:: TASK PROMPT ::
Could you reproduce every one of the records below line for line, with no change to any word?
>> begin
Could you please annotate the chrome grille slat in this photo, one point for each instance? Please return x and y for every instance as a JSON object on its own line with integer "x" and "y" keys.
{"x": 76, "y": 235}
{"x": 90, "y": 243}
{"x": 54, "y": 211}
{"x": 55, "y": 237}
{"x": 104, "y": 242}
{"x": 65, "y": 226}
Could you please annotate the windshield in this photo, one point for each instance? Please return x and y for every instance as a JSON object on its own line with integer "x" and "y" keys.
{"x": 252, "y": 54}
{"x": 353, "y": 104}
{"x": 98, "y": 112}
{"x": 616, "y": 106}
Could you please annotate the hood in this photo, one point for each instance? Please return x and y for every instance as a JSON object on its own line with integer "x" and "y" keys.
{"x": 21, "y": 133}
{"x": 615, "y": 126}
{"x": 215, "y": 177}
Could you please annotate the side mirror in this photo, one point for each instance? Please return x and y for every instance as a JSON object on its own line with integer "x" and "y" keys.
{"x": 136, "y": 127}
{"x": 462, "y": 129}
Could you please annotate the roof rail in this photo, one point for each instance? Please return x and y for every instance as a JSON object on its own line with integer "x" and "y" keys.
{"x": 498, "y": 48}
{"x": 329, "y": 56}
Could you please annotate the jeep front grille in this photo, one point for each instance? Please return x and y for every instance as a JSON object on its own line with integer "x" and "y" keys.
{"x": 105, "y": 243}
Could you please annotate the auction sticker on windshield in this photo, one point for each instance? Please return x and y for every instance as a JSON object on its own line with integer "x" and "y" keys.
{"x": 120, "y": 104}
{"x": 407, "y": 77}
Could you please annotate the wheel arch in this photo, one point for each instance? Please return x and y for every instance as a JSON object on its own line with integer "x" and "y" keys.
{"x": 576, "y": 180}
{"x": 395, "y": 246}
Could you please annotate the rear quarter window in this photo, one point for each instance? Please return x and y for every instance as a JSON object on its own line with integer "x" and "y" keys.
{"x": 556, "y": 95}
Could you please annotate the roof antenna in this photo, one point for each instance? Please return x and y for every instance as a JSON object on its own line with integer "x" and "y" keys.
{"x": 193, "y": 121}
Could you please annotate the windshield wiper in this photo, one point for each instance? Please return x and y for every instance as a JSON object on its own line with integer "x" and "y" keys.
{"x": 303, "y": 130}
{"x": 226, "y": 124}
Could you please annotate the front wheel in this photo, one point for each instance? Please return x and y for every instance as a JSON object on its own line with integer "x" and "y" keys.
>> end
:: CORRECT RESPONSE ::
Could you please annotate the chrome grille slat in this photo, one point for each instance? Please return x and y for every instance as a JSON object on its own line with integer "x" and "y" keys.
{"x": 76, "y": 235}
{"x": 90, "y": 243}
{"x": 54, "y": 211}
{"x": 55, "y": 237}
{"x": 104, "y": 242}
{"x": 65, "y": 226}
Could you please annotate the windshield in this photo, one point for each instance? Please return x and y for every instance as a JSON object on its own line with integer "x" and "y" keys.
{"x": 252, "y": 54}
{"x": 353, "y": 104}
{"x": 98, "y": 112}
{"x": 616, "y": 106}
Could you please annotate the hood in this photo, one point for each instance? Please return x and y for every instance as a JSON object on its own line with integer "x" and "y" keys.
{"x": 21, "y": 133}
{"x": 615, "y": 126}
{"x": 215, "y": 177}
Could you please annotate the side mirror in this photo, one point for each instance? Please return x and y for every instance as a JSON object on its own line with integer "x" and "y" keys.
{"x": 136, "y": 127}
{"x": 462, "y": 129}
Could you please annotate the roof rail in this photo, one point for each instance? Please return x and y for every instance as a JSON object on its own line with integer "x" and "y" keys.
{"x": 498, "y": 48}
{"x": 329, "y": 56}
Could you please annotate the jeep front grille in this photo, one point for each instance? Please return x and y for every instance as a JSON object on its own line with integer "x" and "y" keys.
{"x": 105, "y": 243}
Could you please annotate the auction sticker on windshield in this photo, one point for each instance? Please return x and y for every instance as a JSON object on its own line with integer "x" and "y" keys.
{"x": 120, "y": 104}
{"x": 407, "y": 77}
Could you please annotate the wheel arch in this photo, one point for each instance? Please return x and y for every instance as a JSON object on its own line with integer "x" and "y" keys.
{"x": 576, "y": 180}
{"x": 395, "y": 246}
Could you please annotate the rear quarter window in this photo, one point for each instance? Please return x and y for every instance as a JSON object on its own line with integer "x" and "y" keys.
{"x": 556, "y": 95}
Could you please annotate the roof antenna in this photo, one point for each instance? Please return x and y for every instance as a JSON object on its own line with integer "x" and "y" keys.
{"x": 193, "y": 121}
Could you please annotate the windshield wiper in this photo, one point for each instance? Please return x and y for every instance as a JSON object on its own line with integer "x" and "y" keys.
{"x": 303, "y": 130}
{"x": 226, "y": 124}
Could you please annotate the front wheel in this photo, one point for each instance? Please return x and y for every instance as a JSON object on its own line with integer "x" and "y" keys.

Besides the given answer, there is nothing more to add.